* [Source data]
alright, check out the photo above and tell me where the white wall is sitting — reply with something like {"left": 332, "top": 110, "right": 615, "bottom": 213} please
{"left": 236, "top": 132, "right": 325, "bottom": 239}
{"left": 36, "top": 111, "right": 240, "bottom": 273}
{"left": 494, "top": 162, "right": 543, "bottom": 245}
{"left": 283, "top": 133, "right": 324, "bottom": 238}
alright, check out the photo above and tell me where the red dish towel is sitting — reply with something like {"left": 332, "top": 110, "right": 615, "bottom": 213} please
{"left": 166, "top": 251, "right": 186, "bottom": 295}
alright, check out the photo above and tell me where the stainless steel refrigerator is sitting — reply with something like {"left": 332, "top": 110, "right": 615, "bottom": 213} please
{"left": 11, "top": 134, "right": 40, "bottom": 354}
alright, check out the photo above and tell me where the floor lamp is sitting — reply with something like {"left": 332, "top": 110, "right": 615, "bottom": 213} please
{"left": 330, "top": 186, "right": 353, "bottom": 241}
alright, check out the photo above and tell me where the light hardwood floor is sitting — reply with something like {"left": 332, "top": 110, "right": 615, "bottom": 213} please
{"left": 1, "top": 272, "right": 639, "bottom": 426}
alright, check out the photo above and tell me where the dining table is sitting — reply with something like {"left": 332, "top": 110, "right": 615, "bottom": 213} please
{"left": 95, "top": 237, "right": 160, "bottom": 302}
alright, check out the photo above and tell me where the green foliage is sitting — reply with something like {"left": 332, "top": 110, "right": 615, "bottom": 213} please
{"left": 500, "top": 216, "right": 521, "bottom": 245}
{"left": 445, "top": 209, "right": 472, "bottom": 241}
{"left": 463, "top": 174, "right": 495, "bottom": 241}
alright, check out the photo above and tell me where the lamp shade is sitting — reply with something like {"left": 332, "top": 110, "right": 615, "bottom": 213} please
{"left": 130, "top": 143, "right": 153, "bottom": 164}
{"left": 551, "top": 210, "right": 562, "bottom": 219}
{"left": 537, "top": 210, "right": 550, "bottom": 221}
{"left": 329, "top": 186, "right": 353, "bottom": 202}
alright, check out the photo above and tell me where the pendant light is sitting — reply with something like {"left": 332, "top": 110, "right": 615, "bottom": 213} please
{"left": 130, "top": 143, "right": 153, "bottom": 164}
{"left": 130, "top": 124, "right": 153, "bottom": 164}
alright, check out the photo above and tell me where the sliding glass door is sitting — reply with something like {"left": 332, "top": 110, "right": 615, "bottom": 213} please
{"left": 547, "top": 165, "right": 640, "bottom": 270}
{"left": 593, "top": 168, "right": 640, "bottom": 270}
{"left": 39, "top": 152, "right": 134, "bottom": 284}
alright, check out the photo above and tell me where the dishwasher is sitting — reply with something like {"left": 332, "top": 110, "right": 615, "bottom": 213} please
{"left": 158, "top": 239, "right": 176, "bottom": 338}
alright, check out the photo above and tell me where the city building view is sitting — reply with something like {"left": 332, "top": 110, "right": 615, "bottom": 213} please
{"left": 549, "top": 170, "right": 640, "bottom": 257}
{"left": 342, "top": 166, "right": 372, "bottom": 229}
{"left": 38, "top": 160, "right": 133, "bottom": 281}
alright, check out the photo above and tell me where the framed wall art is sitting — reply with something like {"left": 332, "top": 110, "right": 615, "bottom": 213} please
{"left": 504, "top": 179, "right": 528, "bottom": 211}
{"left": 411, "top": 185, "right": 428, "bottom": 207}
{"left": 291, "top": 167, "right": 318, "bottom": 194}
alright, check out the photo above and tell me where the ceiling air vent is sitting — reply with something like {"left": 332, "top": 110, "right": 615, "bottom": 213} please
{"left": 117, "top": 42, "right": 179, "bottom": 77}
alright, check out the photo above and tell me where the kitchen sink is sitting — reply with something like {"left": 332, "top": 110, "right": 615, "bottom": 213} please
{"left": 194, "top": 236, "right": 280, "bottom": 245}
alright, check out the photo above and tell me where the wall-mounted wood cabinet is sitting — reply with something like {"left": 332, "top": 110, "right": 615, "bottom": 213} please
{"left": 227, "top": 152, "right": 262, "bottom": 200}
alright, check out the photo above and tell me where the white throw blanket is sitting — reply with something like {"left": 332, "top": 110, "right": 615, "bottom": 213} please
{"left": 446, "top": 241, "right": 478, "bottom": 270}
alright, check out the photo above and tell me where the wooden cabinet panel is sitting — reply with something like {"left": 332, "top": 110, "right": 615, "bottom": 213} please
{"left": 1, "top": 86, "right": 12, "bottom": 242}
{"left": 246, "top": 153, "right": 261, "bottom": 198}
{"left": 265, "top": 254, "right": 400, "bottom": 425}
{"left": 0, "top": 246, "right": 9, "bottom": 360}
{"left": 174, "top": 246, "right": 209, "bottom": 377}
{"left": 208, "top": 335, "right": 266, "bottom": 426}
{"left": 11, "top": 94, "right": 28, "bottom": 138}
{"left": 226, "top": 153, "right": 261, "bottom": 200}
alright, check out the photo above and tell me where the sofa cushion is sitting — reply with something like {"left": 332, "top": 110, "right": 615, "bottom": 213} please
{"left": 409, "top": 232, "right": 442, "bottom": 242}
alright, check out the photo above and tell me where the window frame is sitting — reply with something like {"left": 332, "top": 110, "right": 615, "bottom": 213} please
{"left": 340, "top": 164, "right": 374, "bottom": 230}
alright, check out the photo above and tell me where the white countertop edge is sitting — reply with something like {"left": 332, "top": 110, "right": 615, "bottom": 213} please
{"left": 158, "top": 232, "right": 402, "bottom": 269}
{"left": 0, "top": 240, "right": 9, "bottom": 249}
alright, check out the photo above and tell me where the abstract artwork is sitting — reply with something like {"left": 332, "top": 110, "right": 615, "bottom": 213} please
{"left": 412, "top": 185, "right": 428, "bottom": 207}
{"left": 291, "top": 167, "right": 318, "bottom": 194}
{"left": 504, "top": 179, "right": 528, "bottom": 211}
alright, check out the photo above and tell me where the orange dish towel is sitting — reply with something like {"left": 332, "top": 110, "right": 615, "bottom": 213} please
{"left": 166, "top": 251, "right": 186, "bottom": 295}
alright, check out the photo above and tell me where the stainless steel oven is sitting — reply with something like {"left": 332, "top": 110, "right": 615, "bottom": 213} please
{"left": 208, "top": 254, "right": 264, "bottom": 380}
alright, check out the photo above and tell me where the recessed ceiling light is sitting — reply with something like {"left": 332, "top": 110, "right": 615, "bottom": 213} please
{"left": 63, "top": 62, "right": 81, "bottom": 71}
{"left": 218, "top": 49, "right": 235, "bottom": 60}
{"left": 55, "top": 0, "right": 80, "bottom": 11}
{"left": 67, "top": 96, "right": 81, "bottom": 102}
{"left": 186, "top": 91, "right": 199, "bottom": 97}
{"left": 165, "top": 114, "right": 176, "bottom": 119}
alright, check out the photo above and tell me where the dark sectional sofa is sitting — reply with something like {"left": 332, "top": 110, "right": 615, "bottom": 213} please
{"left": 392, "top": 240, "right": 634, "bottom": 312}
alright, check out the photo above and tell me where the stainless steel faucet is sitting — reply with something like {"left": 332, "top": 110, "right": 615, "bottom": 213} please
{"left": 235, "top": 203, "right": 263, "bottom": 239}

* [What you should do]
For this exercise, output the records in full, exactly.

* [Response below]
alright, check out the photo above and tell me where the white wall is sitting — reply with something like {"left": 332, "top": 110, "right": 615, "bottom": 213} please
{"left": 236, "top": 132, "right": 325, "bottom": 239}
{"left": 36, "top": 111, "right": 240, "bottom": 273}
{"left": 494, "top": 162, "right": 543, "bottom": 245}
{"left": 283, "top": 133, "right": 324, "bottom": 238}
alright, check out the photo above and tell me where the red dish towel is sitting — reply with something like {"left": 332, "top": 110, "right": 615, "bottom": 213} please
{"left": 166, "top": 251, "right": 186, "bottom": 295}
alright, check out the photo above and tell me where the stainless steel refrigerator is sitting — reply with something like {"left": 332, "top": 110, "right": 615, "bottom": 213} please
{"left": 11, "top": 134, "right": 40, "bottom": 354}
alright, check out the photo above and tell me where the floor lamp is sitting — reply with something like {"left": 332, "top": 110, "right": 615, "bottom": 213} please
{"left": 330, "top": 186, "right": 353, "bottom": 241}
alright, check out the photo above and tell me where the light hardwood floor is sitting — reply with something like {"left": 332, "top": 110, "right": 615, "bottom": 213} please
{"left": 1, "top": 272, "right": 639, "bottom": 426}
alright, check out the photo above and tell me where the dining table is sitting — reply with something like {"left": 332, "top": 110, "right": 615, "bottom": 213} please
{"left": 95, "top": 237, "right": 160, "bottom": 302}
alright, check out the photo above and tell me where the green foliage is sitting — reply with something like {"left": 332, "top": 110, "right": 615, "bottom": 213} please
{"left": 500, "top": 216, "right": 521, "bottom": 245}
{"left": 445, "top": 209, "right": 472, "bottom": 241}
{"left": 463, "top": 174, "right": 495, "bottom": 241}
alright, check out the photo above and tell me where the lamp shade is sitting — reply with something like {"left": 332, "top": 110, "right": 615, "bottom": 213} please
{"left": 130, "top": 143, "right": 153, "bottom": 164}
{"left": 551, "top": 210, "right": 562, "bottom": 219}
{"left": 537, "top": 210, "right": 550, "bottom": 221}
{"left": 329, "top": 186, "right": 353, "bottom": 202}
alright, check out the photo above and tell me where the pendant light is sitting — reply with something like {"left": 332, "top": 110, "right": 615, "bottom": 213} please
{"left": 130, "top": 143, "right": 153, "bottom": 164}
{"left": 130, "top": 124, "right": 153, "bottom": 164}
alright, check out the photo above and tell me where the sliding glass door is sitting — reply with something like {"left": 332, "top": 110, "right": 615, "bottom": 213} please
{"left": 547, "top": 165, "right": 640, "bottom": 270}
{"left": 593, "top": 168, "right": 640, "bottom": 270}
{"left": 39, "top": 152, "right": 134, "bottom": 284}
alright, check out the photo above and tell me where the dishwasher is sitting — reply with something like {"left": 332, "top": 110, "right": 615, "bottom": 213} please
{"left": 158, "top": 239, "right": 176, "bottom": 338}
alright, check out the photo above and tell me where the city building view is sitting — reply with something like {"left": 332, "top": 110, "right": 615, "bottom": 213} please
{"left": 549, "top": 170, "right": 640, "bottom": 257}
{"left": 342, "top": 166, "right": 372, "bottom": 229}
{"left": 38, "top": 160, "right": 133, "bottom": 281}
alright, check out the photo above and tell me where the framed wall art is sitting — reply with something like {"left": 332, "top": 110, "right": 615, "bottom": 213} please
{"left": 504, "top": 179, "right": 528, "bottom": 211}
{"left": 411, "top": 185, "right": 428, "bottom": 207}
{"left": 291, "top": 167, "right": 318, "bottom": 194}
alright, check out the photo above and tell me where the ceiling air vent is sitting — reply with something like {"left": 332, "top": 110, "right": 615, "bottom": 213} please
{"left": 117, "top": 42, "right": 179, "bottom": 77}
alright, check out the photo above and tell me where the kitchen sink is sitting — reply with something like {"left": 332, "top": 110, "right": 615, "bottom": 213} please
{"left": 194, "top": 236, "right": 280, "bottom": 245}
alright, check out the photo above and tell me where the wall-mounted wood cabinet is sitting — reply with something like {"left": 332, "top": 110, "right": 615, "bottom": 213} please
{"left": 227, "top": 152, "right": 262, "bottom": 200}
alright, check out the photo above and tell me where the white throw blanket is sitting — reply with something like {"left": 332, "top": 110, "right": 615, "bottom": 213} please
{"left": 446, "top": 241, "right": 478, "bottom": 270}
alright, check out the photo above and tell me where the wooden cabinet panel is sitting — reply with something like {"left": 332, "top": 110, "right": 615, "bottom": 213} please
{"left": 1, "top": 86, "right": 12, "bottom": 242}
{"left": 246, "top": 153, "right": 261, "bottom": 198}
{"left": 265, "top": 254, "right": 400, "bottom": 425}
{"left": 0, "top": 246, "right": 9, "bottom": 360}
{"left": 174, "top": 246, "right": 209, "bottom": 377}
{"left": 208, "top": 335, "right": 266, "bottom": 426}
{"left": 11, "top": 94, "right": 28, "bottom": 138}
{"left": 226, "top": 153, "right": 261, "bottom": 200}
alright, check out the photo above and tell me where the sofa cushion is sitting — reply with something like {"left": 332, "top": 110, "right": 615, "bottom": 213} please
{"left": 409, "top": 232, "right": 442, "bottom": 242}
alright, check out the photo above and tell me where the window frame is sitting — reply with something like {"left": 332, "top": 110, "right": 615, "bottom": 213} please
{"left": 340, "top": 164, "right": 374, "bottom": 230}
alright, check out the photo above and tell me where the white countertop edge is sitting — reply with something like {"left": 332, "top": 110, "right": 615, "bottom": 213} please
{"left": 158, "top": 232, "right": 402, "bottom": 269}
{"left": 0, "top": 240, "right": 9, "bottom": 249}
alright, check out the photo above and tell me where the abstract artwork is sitting — reply with something like {"left": 332, "top": 110, "right": 615, "bottom": 213} please
{"left": 412, "top": 185, "right": 428, "bottom": 207}
{"left": 291, "top": 167, "right": 318, "bottom": 194}
{"left": 504, "top": 179, "right": 528, "bottom": 211}
alright, check out the photo above and tell me where the orange dish towel is sitting — reply with something like {"left": 332, "top": 110, "right": 615, "bottom": 213} please
{"left": 166, "top": 251, "right": 186, "bottom": 295}
alright, check out the photo above and tell me where the stainless steel oven is sitting — reply with something like {"left": 332, "top": 110, "right": 615, "bottom": 213} please
{"left": 208, "top": 254, "right": 264, "bottom": 380}
alright, check out the photo above and tell me where the recessed ceiling light is sitting — reply with something like {"left": 332, "top": 110, "right": 615, "bottom": 213} please
{"left": 63, "top": 62, "right": 81, "bottom": 71}
{"left": 218, "top": 49, "right": 235, "bottom": 60}
{"left": 55, "top": 0, "right": 80, "bottom": 11}
{"left": 67, "top": 96, "right": 81, "bottom": 102}
{"left": 186, "top": 91, "right": 199, "bottom": 97}
{"left": 165, "top": 114, "right": 176, "bottom": 119}
alright, check out the photo above and tell me where the dark sectional sofa is sitting — reply with something like {"left": 332, "top": 110, "right": 615, "bottom": 213} please
{"left": 392, "top": 240, "right": 634, "bottom": 312}
alright, check out the photo above and tell me where the stainless steel faucet is sitting — reply with something like {"left": 332, "top": 110, "right": 615, "bottom": 213} please
{"left": 235, "top": 203, "right": 263, "bottom": 239}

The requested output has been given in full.